Stored data:
# # # # # # #

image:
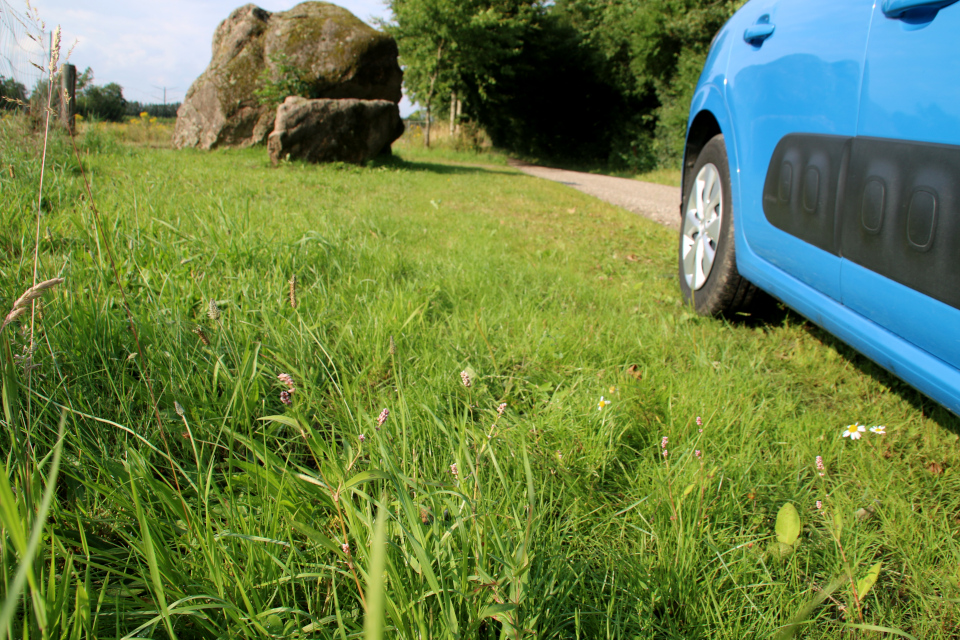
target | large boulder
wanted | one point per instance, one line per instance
(334, 54)
(333, 130)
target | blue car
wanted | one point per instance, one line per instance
(822, 165)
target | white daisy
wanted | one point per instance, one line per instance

# # # # # # #

Brief:
Put each line of the records above into a JSON list of strings, one string per line, with blank lines skipped and the pictures left out.

Written response:
[
  "image:",
  "target | large boulder",
  "wanted | one point per instance, one line per instance",
  "(334, 54)",
  "(333, 130)",
  "target | blue car",
  "wanted | one point per instance, one line per instance",
  "(822, 165)",
  "target | white daisy",
  "wanted | one point per instance, one line per instance"
]